● **WHAT IS REQUIRED**: Find each line in the records below that contains the word "green" and copy it out.

BEGIN STORED RECORDS

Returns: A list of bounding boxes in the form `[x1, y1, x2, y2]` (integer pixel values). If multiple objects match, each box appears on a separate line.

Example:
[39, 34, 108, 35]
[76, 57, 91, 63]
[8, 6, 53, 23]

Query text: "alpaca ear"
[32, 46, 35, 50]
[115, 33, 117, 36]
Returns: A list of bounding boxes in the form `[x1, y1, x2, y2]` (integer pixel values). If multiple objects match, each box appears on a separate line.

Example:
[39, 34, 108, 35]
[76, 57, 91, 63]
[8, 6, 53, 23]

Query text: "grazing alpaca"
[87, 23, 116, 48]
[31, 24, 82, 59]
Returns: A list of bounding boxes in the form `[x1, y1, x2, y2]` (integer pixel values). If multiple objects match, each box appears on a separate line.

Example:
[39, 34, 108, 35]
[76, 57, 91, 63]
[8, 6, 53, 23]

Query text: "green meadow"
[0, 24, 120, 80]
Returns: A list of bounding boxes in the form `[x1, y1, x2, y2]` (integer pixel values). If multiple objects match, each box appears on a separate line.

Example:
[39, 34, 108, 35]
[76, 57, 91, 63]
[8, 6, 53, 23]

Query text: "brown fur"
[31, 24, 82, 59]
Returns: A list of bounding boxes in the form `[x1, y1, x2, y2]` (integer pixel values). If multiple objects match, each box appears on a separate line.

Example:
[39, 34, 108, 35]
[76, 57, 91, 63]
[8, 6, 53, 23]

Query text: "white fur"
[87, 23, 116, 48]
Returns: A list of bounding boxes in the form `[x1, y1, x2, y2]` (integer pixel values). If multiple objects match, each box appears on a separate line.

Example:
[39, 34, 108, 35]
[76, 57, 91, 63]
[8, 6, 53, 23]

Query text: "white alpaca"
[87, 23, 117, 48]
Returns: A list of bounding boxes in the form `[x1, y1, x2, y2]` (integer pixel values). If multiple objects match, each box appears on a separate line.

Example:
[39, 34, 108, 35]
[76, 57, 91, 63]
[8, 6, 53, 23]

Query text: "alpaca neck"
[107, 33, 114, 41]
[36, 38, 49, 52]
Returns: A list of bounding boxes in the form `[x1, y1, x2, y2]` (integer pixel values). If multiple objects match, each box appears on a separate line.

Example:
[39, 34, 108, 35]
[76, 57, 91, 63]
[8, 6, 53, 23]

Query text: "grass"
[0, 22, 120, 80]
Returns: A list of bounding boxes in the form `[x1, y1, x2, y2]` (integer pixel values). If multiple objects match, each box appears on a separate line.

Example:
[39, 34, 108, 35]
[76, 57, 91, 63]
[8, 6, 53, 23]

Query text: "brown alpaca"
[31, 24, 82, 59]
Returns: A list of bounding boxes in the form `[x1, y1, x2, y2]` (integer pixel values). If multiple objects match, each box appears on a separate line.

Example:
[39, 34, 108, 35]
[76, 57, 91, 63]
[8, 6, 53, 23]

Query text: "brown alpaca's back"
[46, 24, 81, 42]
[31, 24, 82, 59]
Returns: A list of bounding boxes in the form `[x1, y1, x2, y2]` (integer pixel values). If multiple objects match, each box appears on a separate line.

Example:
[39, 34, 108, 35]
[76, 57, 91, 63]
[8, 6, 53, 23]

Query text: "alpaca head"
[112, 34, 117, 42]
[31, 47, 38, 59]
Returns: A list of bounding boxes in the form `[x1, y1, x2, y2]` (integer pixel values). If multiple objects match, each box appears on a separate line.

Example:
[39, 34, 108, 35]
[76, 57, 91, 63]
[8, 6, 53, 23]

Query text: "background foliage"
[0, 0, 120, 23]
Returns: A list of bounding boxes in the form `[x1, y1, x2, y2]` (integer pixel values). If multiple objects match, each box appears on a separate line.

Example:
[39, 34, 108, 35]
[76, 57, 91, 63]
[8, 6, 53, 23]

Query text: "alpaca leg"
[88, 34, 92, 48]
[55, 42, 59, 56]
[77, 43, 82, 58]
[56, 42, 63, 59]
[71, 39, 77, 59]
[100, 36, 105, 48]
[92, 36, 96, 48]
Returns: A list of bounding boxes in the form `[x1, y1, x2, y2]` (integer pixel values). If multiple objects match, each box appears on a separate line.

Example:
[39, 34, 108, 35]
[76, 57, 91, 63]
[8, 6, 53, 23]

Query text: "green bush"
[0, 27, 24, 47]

END STORED RECORDS

● **WRITTEN RESPONSE**:
Query text: "green meadow"
Query text: "green bush"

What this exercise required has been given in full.